Input records below:

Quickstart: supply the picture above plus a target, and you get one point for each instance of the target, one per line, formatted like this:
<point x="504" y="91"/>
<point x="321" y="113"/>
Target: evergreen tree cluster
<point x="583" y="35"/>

End of Input records.

- Exercise requirements:
Write the entries out once more, exactly, without dropping a line.

- Response to this exercise:
Quickstart: supply the picture above plus a target, and you get one point for each instance of the target, one per line, formatted like this:
<point x="504" y="91"/>
<point x="321" y="113"/>
Target: evergreen tree cluster
<point x="583" y="35"/>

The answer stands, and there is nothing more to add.